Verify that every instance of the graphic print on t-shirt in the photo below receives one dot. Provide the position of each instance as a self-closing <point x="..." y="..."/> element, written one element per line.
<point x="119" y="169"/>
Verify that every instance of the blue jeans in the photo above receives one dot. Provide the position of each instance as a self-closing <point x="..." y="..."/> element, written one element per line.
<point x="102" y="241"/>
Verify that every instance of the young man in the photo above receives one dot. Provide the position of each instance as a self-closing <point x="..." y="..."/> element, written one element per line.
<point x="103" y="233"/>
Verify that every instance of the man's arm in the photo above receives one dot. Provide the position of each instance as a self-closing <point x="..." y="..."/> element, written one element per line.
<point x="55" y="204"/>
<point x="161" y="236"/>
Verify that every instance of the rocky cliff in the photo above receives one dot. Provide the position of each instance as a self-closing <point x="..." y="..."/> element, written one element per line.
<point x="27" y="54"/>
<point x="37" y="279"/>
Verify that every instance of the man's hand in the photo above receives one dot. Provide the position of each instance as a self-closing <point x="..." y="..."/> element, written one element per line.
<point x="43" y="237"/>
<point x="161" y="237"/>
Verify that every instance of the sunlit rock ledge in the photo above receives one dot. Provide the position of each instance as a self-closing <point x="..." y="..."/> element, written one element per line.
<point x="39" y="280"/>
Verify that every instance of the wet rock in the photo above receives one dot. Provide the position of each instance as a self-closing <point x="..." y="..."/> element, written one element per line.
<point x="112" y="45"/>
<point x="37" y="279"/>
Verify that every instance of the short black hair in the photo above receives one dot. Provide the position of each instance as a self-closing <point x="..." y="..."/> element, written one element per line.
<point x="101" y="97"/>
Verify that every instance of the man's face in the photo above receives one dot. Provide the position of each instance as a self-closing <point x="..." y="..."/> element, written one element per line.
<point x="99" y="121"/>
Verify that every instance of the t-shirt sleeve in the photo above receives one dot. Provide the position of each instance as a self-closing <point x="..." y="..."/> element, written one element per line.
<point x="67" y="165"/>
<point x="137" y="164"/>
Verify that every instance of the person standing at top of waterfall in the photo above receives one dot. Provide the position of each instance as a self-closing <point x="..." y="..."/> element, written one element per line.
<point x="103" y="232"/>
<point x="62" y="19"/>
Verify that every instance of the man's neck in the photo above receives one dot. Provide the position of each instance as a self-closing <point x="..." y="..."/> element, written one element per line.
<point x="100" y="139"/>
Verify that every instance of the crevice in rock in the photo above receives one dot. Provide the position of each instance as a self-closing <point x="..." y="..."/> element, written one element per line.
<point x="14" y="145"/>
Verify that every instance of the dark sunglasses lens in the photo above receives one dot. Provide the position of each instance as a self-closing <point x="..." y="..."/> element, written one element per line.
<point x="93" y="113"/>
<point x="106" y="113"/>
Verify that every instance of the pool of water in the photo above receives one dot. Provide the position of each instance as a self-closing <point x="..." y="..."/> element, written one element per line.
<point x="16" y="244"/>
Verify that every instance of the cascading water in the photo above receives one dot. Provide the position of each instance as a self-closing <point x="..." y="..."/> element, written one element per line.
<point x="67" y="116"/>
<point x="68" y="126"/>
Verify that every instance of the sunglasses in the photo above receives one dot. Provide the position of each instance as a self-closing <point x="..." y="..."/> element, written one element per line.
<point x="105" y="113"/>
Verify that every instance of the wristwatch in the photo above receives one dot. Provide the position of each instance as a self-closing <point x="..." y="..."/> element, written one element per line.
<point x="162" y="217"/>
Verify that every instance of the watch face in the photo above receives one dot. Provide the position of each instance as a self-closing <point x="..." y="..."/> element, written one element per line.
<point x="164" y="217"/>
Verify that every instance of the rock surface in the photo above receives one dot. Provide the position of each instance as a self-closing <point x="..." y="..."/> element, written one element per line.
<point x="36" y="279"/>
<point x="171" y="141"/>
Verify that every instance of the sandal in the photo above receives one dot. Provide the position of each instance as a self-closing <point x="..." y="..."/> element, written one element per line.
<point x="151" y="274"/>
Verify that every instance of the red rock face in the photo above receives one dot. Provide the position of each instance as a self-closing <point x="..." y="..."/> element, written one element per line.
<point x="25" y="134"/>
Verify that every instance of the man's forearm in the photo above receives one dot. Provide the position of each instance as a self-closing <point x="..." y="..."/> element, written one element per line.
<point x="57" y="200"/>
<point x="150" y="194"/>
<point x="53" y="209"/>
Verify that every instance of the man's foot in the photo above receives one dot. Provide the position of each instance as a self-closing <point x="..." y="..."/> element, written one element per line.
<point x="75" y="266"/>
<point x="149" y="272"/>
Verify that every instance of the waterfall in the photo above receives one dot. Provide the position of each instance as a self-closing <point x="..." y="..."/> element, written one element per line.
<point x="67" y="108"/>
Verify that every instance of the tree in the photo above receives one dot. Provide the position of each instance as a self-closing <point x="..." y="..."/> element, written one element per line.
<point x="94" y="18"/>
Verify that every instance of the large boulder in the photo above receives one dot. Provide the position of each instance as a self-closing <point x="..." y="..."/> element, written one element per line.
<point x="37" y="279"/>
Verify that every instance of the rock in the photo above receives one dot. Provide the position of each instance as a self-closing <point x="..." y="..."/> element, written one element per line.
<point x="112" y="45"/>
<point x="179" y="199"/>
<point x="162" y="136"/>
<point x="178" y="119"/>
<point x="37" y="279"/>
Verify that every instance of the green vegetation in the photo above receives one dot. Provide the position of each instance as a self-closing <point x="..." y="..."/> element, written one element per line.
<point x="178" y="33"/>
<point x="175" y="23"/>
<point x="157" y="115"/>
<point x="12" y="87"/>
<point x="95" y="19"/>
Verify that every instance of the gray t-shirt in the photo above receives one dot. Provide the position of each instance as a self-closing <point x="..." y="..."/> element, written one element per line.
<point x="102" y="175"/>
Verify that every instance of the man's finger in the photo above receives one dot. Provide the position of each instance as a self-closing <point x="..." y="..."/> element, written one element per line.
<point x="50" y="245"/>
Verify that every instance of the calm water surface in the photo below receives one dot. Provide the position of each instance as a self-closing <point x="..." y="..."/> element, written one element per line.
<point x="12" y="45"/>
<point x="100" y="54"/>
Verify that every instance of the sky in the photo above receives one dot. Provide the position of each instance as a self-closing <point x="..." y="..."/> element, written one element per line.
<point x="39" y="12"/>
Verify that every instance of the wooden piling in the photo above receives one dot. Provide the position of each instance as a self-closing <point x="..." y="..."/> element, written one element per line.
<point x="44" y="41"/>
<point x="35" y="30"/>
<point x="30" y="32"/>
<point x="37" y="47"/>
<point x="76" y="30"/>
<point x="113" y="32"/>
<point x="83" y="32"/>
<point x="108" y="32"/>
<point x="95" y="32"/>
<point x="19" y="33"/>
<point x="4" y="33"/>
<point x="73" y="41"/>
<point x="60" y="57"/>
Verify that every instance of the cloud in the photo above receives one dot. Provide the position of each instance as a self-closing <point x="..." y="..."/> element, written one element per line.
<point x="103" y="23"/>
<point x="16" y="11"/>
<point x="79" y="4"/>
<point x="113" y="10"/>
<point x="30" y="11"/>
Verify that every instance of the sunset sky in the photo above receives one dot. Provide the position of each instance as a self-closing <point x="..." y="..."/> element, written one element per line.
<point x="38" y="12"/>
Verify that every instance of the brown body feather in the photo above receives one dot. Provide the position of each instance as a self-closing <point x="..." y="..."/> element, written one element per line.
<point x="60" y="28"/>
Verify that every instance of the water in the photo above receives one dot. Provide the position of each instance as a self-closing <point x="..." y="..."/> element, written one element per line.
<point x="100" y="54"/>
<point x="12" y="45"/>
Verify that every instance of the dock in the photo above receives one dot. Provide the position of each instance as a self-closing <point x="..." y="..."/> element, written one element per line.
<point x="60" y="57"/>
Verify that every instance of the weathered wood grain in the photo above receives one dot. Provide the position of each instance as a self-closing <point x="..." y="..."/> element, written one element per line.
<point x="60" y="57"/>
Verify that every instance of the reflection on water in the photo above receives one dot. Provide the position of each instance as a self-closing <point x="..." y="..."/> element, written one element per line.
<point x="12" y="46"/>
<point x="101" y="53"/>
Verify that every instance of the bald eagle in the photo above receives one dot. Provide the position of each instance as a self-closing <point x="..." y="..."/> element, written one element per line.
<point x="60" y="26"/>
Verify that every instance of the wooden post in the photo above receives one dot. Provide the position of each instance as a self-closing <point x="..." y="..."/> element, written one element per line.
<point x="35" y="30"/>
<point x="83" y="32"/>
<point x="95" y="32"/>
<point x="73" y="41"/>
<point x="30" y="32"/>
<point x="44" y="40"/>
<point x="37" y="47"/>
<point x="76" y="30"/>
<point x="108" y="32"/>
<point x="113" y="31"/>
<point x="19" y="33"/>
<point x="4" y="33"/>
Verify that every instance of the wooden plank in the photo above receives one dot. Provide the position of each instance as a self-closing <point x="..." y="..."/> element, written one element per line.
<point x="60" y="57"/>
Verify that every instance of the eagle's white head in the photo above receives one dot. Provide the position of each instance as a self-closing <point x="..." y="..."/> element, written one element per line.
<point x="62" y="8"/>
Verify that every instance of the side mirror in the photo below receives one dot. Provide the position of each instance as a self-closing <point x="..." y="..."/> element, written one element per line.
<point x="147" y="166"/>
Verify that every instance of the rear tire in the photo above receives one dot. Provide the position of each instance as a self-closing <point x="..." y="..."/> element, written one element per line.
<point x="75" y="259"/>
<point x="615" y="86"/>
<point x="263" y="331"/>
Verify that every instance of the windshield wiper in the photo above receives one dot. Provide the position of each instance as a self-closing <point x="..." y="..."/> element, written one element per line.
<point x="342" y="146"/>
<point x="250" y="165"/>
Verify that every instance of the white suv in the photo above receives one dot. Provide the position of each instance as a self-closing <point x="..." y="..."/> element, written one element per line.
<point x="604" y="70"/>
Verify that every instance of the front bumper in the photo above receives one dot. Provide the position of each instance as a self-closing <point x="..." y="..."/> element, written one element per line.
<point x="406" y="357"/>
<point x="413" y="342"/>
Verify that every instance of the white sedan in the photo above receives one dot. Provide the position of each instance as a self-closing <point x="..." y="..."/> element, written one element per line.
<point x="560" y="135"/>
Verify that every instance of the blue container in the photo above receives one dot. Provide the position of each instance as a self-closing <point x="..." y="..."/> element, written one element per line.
-=-=-
▶ [Short problem]:
Each line from the one containing "Verify that every instance of the front" to the end of the records should be echoed exactly, and no other line.

▶ [Task result]:
Verify that every instance of the front bumper in the photo above receives one dot. Provide the position of each instance as a self-closing <point x="..." y="..."/> element, written one element per line.
<point x="406" y="357"/>
<point x="413" y="342"/>
Verify that every instance of the white sedan in the photo above receives one dot. Provide the position of each instance as a self-closing <point x="..." y="..."/> element, written one element per line.
<point x="560" y="135"/>
Verify that every instance of the blue container in the photo above receives one dot. Provide the position of each instance as a self-closing <point x="..." y="..."/> element, written one element per line.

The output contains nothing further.